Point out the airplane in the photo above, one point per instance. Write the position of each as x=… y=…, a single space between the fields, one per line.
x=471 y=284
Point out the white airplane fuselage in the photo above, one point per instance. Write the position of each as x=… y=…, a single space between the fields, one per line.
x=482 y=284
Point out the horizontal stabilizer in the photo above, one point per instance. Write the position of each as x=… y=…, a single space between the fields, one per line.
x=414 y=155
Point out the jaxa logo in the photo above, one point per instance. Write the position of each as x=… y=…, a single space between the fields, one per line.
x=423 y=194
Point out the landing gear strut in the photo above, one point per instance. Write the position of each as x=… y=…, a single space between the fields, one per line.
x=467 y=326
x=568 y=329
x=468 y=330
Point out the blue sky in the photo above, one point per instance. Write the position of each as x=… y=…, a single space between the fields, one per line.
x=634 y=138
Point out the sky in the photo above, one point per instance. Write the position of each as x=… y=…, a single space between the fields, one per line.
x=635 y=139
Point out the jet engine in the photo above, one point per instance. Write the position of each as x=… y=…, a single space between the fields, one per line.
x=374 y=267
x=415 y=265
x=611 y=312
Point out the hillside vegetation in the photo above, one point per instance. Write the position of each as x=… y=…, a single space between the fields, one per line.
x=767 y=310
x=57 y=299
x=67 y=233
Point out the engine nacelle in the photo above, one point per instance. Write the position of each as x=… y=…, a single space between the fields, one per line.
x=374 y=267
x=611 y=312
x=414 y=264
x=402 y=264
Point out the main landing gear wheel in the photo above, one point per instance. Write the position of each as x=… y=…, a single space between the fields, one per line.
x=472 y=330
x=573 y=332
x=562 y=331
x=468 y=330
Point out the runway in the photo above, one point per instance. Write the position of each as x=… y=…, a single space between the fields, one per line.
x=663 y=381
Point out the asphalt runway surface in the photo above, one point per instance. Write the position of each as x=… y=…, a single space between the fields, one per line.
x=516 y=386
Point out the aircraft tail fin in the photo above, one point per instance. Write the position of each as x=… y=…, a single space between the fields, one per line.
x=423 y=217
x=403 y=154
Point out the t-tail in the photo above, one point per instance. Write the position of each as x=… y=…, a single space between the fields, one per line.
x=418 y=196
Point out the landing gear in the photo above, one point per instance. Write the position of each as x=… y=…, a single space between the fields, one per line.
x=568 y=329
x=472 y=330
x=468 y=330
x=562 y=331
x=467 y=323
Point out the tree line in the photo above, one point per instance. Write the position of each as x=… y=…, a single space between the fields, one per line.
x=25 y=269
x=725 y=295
- - -
◆ PROBLEM TO SOLVE: All of the material above should be printed again exactly as it is.

◆ RESPONSE TO THE EXERCISE:
Point out the airplane in the photo above, one point per instance. Write the position of each as x=… y=…, a single space between the fields, one per line.
x=471 y=284
Point out the white airplane fuselage in the photo above, one point per instance. Write the position of each as x=… y=…, a single space between the fields, one per line.
x=482 y=284
Point out the horizontal stabilizer in the photo above, one point per instance. Write the position of each as x=… y=…, a single space between the fields, one per line.
x=414 y=155
Point out the jaxa logo in the photo above, one point per instance. Write the position of each as x=… y=…, a single space between the fields, one per line.
x=423 y=194
Point out the landing gear strut in the photo above, one point per instance. Write the position of each as x=… y=…, a single space between the fields, one per line.
x=467 y=326
x=568 y=329
x=468 y=330
Point out the blue sky in the photo above, one point per instance. Write the position of each as x=… y=…, a single space between the fields, one per line.
x=634 y=138
Point out the sky in the photo above, one point per instance. Write the position of each as x=… y=…, a single space between the fields, one per line.
x=635 y=139
Point out the jet engine in the photo above, one point per instance. Write the position of each as x=… y=…, a single space between the fields, one per line.
x=374 y=267
x=415 y=265
x=611 y=312
Point out the hillside vegetation in the photo above, one point per instance. Write the position of each as x=… y=…, a single space between the fields, one per line.
x=767 y=310
x=57 y=299
x=67 y=233
Point out the engine nacelle in the photo above, one point per instance. Write the position of each as x=… y=…, a single space between the fields, one per line.
x=374 y=267
x=611 y=312
x=414 y=264
x=402 y=264
Point out the main landing gear wheel in the photo above, one point per instance. Write the position of each as x=… y=…, a single space between the fields, one per line.
x=472 y=330
x=573 y=332
x=562 y=331
x=468 y=330
Point out the runway in the photo above, one point per instance. Write the position of each as x=… y=…, a single space between the fields, one per line.
x=663 y=381
Point out the asphalt runway surface in the photo above, one point per instance. Write the position of each as x=… y=…, a single space between the fields, one per line.
x=516 y=386
Point out the aircraft tail fin in the photo above, one point per instance. Write the position of each as x=… y=…, a single space between the fields, one per line.
x=423 y=217
x=403 y=154
Point out the t-tail in the photo above, one point per instance. Write the position of each as x=… y=…, a single space between the fields, one per line.
x=418 y=196
Point out the landing gear in the photo above, one point per instance. Write the position of each as x=… y=…, a single space between the fields, one per line.
x=568 y=329
x=472 y=330
x=468 y=330
x=562 y=331
x=467 y=323
Point out the tree line in the photo above, one point per instance. Write the position of each as x=… y=…, a single space between the fields, one per line.
x=25 y=269
x=725 y=295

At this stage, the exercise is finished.